- _TASK INSTRUCTIONS_
Repeat the material below exactly, line for line.

(Extracted data entries)
++++

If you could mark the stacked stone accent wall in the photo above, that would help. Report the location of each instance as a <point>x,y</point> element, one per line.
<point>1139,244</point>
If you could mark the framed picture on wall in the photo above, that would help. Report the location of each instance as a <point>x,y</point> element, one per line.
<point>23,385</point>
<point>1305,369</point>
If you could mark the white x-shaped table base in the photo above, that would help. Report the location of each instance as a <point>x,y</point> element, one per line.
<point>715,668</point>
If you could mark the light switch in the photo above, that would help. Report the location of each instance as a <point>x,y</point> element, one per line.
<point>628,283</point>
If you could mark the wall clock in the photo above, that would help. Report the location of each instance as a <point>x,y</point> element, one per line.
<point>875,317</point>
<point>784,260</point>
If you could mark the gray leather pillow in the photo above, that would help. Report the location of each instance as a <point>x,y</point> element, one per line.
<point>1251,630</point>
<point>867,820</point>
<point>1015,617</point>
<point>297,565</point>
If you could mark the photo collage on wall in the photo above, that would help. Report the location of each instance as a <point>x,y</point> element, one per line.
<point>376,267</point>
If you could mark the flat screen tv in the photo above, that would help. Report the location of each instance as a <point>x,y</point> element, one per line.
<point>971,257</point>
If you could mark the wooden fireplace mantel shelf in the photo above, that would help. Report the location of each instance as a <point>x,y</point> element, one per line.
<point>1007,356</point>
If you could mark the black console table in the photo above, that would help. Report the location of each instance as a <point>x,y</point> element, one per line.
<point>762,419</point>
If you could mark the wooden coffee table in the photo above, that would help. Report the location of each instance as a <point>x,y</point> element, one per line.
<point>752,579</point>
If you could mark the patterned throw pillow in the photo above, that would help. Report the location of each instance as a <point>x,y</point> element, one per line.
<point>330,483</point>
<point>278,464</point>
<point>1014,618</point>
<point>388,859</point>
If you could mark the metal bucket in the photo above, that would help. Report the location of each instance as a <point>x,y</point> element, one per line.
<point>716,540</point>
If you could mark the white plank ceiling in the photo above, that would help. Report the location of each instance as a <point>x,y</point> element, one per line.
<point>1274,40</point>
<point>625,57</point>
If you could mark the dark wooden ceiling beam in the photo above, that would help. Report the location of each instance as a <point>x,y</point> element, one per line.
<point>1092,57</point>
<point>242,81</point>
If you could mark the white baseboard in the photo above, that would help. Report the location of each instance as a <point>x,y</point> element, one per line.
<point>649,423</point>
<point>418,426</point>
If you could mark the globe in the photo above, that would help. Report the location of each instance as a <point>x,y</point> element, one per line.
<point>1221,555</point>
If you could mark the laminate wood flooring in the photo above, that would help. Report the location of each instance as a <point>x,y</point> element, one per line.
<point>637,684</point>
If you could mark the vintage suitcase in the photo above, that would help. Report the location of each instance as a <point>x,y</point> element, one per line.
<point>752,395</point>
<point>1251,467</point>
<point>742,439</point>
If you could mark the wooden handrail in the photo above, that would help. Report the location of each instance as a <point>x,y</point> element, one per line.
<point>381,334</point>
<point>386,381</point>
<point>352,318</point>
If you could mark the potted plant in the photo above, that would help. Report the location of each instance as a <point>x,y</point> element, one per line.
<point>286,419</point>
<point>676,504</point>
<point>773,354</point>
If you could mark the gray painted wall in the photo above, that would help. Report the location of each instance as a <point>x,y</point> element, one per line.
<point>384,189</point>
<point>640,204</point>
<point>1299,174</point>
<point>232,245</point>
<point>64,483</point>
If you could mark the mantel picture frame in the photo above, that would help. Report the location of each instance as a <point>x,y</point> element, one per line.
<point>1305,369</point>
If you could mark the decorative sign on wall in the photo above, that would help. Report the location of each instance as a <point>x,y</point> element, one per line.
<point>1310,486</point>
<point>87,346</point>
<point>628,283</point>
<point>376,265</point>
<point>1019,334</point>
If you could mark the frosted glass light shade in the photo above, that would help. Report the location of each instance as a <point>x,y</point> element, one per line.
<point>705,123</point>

++++

- _ANSWER TO THIS PROBLEM_
If you could mark the stacked stone accent wall in the photo above, that would help. Report the location of each instance as a <point>x,y</point> element, one per line.
<point>1139,244</point>
If you could mark the framed picture on wall in the photo above, that would help. Report the location of each instance as a <point>x,y</point> element, one per line.
<point>23,385</point>
<point>1305,369</point>
If you could mark the white x-shaped table base in the photo above, that would help. Report the location of each instance as a <point>x,y</point> element, one per line.
<point>715,668</point>
If you could mark the light switch in the photo above, that would help. Report the location of each instance as a <point>x,y</point> element, one per line.
<point>628,283</point>
If you could mark the wall clock in the photo above, that would help. Report the location of each instance as a <point>x,y</point> element, one per line.
<point>875,317</point>
<point>784,260</point>
If you could mark the gray leather pillow in the photo above, that would help. Report the location of each instance as a <point>x,y</point> element, one per line.
<point>1251,630</point>
<point>867,820</point>
<point>1015,617</point>
<point>297,565</point>
If you could mark the photo collage on wall in the photo above, that would help. Report the location of each instance as a <point>x,y</point> element, one per line.
<point>376,267</point>
If you could mark the flat screen tv in the photo above, that would help. Report the location of each instance as a <point>x,y</point> element, one per line.
<point>971,257</point>
If you could mark the wooden fireplace mantel shelf in the photo above, that would help. Report the location of each instance as a <point>x,y</point> element, one per line.
<point>1007,356</point>
If you could mark the black console table in the photo above, that would help. Report the location of each instance as a <point>x,y</point> element, one per line.
<point>762,419</point>
If you could mark the wooden coffee table in the photo above, that would help. Report the location of each instance as a <point>x,y</point> element, one per line.
<point>752,579</point>
If you could mark the patterned throw pillow in the photo above, that would help. Report the location of each instance as a <point>x,y</point> element, one per line.
<point>330,483</point>
<point>278,464</point>
<point>1014,618</point>
<point>388,859</point>
If you could mark the metal bucket in the photo above, that would help. Report the location of each instance as a <point>x,y</point> element, one per line.
<point>716,540</point>
If you could mark the white plank ceiling in the photo above, that would help. Report the location of each instance as a <point>x,y</point> element, one per line.
<point>1274,40</point>
<point>625,57</point>
If you could mark the dark wooden ceiling beam in the photo above, that would help. Report the location of each instance as a <point>x,y</point> element, one per line.
<point>1092,57</point>
<point>242,81</point>
If you could mark the white baseboard in the photo above, that would help. Report the location of each instance as a <point>x,y</point> element, one per line.
<point>649,423</point>
<point>418,426</point>
If you could mark the globe in the photo above, that would help. Report the location of each instance as a <point>x,y</point> element, one per line.
<point>1221,555</point>
If you could mark the laminate wood flooring in the photo above, that would help. Report the location of each instance as a <point>x,y</point> element, one per line.
<point>637,684</point>
If you could mark the vintage suitcase in the photo above, that would help. Report the location of each instance as a <point>x,y</point> element, one per line.
<point>752,395</point>
<point>1251,467</point>
<point>742,439</point>
If you could mark the wooden handrail in the photo above, that would help. Report the location of each instance as a <point>x,y</point> element, one per line.
<point>381,334</point>
<point>386,381</point>
<point>352,318</point>
If you could mark the potted plant in the photo above, that would help. Report the location of each instance as a <point>x,y</point> element, one per line.
<point>286,419</point>
<point>676,504</point>
<point>773,354</point>
If you could mark the gray painted wall in the photo above, that would help. Report the location of each instance as a <point>x,y</point> element, one per line.
<point>384,189</point>
<point>640,204</point>
<point>1299,174</point>
<point>232,245</point>
<point>64,483</point>
If you could mark the mantel picture frame in the photo above, that would help. Report the location of each instance as a <point>x,y</point> element, one per line.
<point>1305,369</point>
If you could mark the decorative sign on wall in the photo above, that would help. Report the location of each instance as a <point>x,y</point> element, one per line.
<point>1310,486</point>
<point>87,346</point>
<point>628,283</point>
<point>376,265</point>
<point>1019,334</point>
If you could mark the frosted glass light shade in the photo above, that would help. Report the location of each instance as a <point>x,y</point> element, one per line.
<point>705,123</point>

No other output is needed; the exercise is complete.